> [Given passage]:
## Begin
Before we do anything complicated like Hello Worlds or FizzBuzzes, let's see how LLVM adds some numbers. And to keep things simple, let's return the answer as process exit code:

target triple = "x86_64-apple-macosx11.0.0"

define i32 @main() {
  ; There are no "assign constant" instructions in the LLVM IR
  %1 = add i32 13, 0
  %2 = add i32 3, 0
  %3 = add i32 30, 0
  ; Now do the math
  %4 = mul i32 %1, %2
  %5 = add i32 %4, %3
  ret i32 %5
}

$ clang math.ll -o math
$ ./math
$ echo $?
69

What's going on:

You can have any number of local variables, they all start with sigils, @ are globals, % are locals
all names are prefixed in LLVM, so they don't conflict with keywords - this is useful, as LLVM wants to be language independent, so navigating what's a keyword in a language vs what's the keyword in LLVM IR etc. would be a lot more work than the usual compiler has to deal with
if you don't want to bother with names, you can just call them %1, %2 etc.
## End
> [Supplied records]:
## Begin
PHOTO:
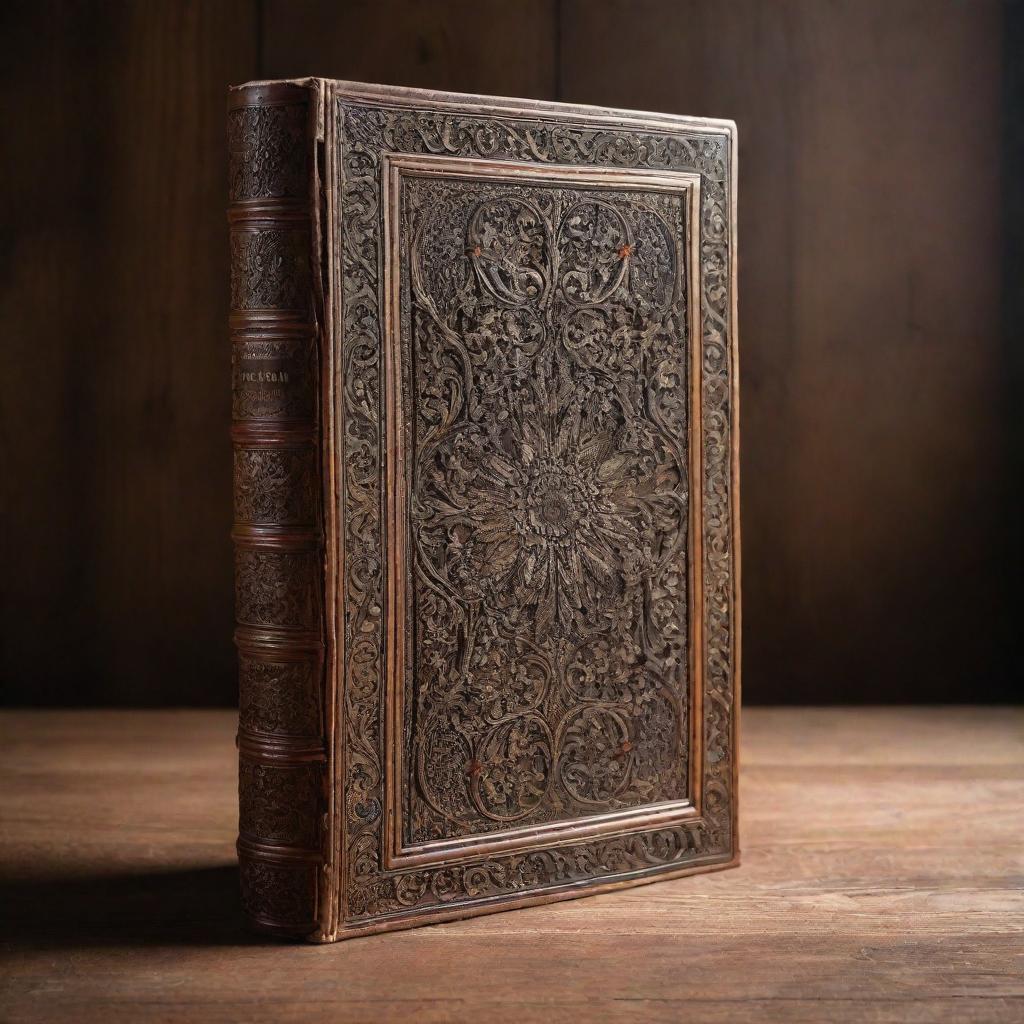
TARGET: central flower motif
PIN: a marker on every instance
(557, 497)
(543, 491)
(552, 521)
## End
## Begin
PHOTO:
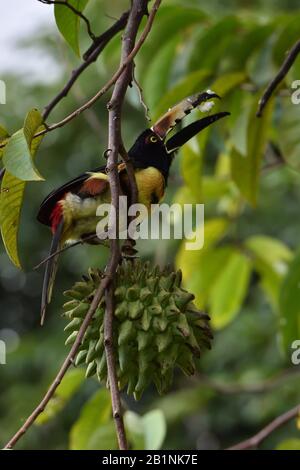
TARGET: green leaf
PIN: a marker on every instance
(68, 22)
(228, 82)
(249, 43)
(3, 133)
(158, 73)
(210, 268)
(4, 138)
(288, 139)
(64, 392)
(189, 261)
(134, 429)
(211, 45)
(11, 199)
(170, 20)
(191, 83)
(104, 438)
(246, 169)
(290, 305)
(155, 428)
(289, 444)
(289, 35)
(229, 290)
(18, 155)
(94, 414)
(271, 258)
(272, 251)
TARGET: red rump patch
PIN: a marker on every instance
## End
## Begin
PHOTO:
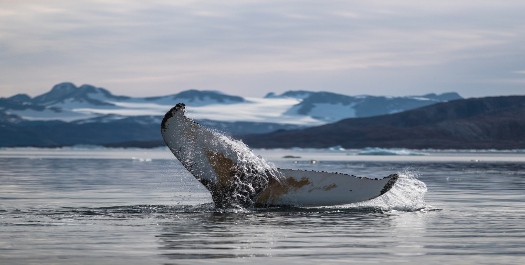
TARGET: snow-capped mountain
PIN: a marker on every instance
## End
> [What you need to do]:
1: In the LLVM passage, which sigil marks a global variable?
2: Pick out every line of the rows that holds the string "TARGET", and copy each one.

> [Solutions for each task]:
1: Globals start with the @ sigil.

2:
TARGET: central flower motif
TARGET: green leaf
TARGET: red rump patch
TARGET: snow-capped mountain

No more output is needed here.